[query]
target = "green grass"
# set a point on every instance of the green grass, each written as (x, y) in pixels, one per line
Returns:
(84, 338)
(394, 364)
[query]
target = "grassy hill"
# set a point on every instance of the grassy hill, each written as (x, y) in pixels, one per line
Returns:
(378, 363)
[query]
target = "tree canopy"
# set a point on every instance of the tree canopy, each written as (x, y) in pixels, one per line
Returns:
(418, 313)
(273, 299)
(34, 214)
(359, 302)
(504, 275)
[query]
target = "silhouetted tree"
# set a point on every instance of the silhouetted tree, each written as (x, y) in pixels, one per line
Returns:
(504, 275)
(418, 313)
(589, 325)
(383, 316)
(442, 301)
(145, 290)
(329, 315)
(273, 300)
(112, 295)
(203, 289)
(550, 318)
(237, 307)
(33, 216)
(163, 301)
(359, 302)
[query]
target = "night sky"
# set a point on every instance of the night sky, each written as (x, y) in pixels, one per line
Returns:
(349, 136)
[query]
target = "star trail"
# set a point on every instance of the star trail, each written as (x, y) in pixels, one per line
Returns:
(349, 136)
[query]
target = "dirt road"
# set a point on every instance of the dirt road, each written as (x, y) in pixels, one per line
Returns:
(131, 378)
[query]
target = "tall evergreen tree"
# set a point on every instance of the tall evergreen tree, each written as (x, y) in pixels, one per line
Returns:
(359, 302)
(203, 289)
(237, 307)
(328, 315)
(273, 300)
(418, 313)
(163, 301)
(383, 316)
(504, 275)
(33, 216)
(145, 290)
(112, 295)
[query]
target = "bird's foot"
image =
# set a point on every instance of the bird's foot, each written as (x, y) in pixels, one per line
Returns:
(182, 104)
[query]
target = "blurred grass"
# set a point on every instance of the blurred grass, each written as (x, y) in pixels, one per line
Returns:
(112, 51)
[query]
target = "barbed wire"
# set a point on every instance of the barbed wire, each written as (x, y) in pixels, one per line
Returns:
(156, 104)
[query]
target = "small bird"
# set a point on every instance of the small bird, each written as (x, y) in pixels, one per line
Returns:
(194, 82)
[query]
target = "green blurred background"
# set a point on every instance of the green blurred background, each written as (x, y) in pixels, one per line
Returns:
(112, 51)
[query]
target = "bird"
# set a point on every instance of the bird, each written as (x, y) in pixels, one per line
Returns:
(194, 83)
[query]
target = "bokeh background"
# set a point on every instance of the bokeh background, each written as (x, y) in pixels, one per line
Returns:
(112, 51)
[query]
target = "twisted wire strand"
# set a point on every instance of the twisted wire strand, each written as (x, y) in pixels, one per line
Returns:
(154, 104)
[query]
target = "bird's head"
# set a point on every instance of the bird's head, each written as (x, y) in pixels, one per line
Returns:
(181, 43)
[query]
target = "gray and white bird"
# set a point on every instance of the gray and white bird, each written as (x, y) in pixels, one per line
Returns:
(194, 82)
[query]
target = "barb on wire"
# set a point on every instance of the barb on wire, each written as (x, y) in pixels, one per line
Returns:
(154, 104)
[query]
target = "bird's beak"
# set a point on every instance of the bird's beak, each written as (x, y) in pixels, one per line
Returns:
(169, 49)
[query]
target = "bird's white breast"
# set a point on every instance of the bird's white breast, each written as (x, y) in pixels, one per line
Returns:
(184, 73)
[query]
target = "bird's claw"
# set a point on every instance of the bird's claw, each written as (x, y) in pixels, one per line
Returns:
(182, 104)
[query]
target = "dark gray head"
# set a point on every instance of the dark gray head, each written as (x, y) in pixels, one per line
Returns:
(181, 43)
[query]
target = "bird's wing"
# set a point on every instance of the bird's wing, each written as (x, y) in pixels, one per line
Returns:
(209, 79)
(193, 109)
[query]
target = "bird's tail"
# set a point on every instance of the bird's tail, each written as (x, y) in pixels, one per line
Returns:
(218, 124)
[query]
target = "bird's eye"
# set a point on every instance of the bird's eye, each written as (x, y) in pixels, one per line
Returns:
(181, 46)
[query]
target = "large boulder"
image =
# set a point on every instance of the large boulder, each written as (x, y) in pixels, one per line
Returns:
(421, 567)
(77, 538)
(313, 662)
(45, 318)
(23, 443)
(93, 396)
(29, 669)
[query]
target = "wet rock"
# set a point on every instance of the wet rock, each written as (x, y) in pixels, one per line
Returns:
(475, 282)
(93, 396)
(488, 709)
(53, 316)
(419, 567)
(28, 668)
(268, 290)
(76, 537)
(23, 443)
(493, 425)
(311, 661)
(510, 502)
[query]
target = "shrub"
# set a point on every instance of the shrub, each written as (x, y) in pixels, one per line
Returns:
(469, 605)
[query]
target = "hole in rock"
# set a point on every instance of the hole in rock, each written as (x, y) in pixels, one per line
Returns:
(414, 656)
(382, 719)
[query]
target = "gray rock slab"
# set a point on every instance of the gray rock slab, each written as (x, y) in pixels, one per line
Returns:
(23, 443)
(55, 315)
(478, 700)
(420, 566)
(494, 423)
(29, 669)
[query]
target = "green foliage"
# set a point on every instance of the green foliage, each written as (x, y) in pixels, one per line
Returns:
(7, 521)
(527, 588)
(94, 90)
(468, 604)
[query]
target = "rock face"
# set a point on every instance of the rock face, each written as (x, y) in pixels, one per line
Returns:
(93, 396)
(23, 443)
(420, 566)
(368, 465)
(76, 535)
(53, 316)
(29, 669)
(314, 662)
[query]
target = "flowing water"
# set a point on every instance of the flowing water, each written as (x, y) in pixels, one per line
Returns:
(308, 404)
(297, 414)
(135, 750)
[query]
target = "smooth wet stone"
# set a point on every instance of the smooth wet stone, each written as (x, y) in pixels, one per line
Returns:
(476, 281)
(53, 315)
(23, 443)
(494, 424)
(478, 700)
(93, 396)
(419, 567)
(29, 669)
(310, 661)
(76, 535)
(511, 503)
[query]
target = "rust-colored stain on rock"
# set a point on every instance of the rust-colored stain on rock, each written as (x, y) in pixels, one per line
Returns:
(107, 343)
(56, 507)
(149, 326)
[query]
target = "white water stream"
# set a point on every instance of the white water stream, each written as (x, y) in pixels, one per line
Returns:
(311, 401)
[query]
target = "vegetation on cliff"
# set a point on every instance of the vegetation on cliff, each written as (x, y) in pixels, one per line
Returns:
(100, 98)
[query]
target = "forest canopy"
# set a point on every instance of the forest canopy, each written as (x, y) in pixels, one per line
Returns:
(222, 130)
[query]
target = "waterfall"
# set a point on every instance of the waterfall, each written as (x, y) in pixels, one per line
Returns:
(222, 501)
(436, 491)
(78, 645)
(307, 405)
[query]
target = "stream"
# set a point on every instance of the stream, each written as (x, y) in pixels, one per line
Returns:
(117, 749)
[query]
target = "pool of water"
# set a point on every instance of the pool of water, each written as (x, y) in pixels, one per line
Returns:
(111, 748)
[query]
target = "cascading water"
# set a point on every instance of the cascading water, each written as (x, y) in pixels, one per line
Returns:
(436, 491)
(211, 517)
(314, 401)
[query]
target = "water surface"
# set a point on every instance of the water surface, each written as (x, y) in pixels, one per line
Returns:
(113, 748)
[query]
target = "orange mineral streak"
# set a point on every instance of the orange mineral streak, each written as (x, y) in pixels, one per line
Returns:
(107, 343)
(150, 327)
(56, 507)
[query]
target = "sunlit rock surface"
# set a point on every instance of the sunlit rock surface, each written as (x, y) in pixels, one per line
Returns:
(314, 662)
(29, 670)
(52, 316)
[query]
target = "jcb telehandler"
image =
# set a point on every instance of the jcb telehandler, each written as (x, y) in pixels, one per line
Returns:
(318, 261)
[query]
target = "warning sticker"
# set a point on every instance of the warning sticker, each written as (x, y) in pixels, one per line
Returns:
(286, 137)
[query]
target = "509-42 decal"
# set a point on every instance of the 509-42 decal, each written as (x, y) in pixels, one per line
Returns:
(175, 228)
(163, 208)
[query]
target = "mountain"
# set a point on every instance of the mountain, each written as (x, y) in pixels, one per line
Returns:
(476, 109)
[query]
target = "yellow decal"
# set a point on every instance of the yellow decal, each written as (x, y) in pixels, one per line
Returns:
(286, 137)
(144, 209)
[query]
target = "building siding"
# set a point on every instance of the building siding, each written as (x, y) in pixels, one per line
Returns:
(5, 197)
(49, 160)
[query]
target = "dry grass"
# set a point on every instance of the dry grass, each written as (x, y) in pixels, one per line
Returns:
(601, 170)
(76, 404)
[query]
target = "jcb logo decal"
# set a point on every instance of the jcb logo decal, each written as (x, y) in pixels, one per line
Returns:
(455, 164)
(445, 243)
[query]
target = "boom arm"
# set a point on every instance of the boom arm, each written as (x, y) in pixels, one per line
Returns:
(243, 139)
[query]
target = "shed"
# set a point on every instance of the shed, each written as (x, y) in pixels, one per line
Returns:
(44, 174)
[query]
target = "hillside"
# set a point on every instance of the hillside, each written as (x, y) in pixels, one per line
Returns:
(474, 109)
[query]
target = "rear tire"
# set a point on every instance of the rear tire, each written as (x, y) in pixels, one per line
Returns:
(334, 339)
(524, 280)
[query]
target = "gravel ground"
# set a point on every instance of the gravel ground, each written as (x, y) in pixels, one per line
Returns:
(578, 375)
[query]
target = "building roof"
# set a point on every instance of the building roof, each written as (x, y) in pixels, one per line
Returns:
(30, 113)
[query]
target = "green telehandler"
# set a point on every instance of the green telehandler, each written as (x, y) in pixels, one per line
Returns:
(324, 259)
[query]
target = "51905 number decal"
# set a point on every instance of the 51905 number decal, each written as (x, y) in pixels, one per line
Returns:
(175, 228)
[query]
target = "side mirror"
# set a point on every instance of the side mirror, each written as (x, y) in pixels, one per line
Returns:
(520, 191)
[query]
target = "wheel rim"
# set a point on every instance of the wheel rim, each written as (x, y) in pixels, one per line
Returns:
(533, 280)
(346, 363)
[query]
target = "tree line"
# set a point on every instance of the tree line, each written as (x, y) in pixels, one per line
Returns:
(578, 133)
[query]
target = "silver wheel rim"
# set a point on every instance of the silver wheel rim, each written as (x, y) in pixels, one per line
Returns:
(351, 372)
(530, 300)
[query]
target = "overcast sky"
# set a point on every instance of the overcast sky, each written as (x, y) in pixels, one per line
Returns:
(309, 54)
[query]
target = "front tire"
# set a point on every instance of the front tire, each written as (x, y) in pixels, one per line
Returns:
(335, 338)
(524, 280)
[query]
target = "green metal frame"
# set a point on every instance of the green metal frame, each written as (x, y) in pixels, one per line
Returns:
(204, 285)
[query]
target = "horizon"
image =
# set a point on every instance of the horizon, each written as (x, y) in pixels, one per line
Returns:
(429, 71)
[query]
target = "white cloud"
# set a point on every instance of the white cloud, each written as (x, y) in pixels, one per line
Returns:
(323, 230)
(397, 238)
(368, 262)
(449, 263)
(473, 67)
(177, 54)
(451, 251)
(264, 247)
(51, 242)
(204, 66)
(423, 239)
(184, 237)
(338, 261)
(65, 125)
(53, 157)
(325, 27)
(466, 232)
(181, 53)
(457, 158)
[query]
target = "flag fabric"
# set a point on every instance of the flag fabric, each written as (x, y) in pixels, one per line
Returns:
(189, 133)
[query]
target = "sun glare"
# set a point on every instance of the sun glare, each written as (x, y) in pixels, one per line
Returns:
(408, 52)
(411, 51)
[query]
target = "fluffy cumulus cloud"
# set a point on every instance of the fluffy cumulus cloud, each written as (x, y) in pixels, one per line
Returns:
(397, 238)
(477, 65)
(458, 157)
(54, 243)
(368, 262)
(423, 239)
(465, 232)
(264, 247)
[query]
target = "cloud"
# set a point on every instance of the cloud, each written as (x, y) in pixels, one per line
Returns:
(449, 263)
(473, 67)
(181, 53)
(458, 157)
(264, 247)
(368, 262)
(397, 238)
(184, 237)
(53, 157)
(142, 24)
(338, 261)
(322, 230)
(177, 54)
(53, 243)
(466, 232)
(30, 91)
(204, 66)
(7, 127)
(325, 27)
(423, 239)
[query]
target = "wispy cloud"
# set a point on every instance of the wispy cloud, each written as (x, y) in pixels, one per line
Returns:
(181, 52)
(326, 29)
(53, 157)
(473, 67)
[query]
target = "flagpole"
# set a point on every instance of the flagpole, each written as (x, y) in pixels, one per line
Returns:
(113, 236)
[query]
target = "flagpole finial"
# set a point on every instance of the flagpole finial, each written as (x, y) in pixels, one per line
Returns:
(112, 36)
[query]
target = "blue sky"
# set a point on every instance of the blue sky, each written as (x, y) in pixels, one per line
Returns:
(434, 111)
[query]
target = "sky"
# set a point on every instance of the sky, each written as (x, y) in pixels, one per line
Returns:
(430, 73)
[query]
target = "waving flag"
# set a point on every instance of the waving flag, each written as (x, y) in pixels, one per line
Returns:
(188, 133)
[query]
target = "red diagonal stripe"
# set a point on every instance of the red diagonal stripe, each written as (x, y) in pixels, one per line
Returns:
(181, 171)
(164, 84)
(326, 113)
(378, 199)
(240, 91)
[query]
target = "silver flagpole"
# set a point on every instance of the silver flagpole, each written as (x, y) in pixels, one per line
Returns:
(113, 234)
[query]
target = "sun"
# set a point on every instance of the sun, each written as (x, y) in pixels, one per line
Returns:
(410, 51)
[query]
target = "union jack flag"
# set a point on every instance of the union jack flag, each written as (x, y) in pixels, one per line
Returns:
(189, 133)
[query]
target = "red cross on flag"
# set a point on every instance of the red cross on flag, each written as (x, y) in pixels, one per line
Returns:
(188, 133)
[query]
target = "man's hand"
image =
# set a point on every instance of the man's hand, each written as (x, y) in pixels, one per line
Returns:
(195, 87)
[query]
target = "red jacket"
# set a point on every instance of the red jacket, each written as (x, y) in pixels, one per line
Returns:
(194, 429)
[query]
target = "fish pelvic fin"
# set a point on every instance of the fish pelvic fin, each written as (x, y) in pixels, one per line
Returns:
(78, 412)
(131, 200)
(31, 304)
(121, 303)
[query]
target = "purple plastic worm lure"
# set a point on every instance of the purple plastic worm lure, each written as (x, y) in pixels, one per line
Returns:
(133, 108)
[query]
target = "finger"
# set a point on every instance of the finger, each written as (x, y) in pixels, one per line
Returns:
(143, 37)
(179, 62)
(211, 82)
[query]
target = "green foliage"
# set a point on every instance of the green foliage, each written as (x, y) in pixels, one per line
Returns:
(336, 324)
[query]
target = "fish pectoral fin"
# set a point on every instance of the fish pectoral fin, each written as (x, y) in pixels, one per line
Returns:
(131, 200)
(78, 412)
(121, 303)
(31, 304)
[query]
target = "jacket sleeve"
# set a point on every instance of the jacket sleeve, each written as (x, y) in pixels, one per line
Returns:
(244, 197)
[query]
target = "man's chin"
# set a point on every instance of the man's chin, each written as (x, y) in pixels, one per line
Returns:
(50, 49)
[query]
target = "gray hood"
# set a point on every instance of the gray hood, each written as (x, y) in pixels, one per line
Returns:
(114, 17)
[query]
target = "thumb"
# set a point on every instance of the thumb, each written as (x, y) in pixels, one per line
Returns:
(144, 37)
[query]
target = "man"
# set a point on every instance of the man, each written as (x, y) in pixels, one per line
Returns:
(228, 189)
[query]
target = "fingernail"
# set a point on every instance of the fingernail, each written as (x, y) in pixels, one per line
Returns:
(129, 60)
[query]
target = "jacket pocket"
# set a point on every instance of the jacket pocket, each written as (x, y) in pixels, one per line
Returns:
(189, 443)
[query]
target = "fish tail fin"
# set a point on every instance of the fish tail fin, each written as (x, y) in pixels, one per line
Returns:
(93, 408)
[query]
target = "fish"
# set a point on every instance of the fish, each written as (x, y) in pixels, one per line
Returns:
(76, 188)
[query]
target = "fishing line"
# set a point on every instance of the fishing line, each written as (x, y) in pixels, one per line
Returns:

Exercise directions
Which lines contain "bokeh"? Copy each of them from the listing.

Task output
target = "bokeh background"
# set a point on every instance of the bokeh background, each written as (x, y) in pixels, one per line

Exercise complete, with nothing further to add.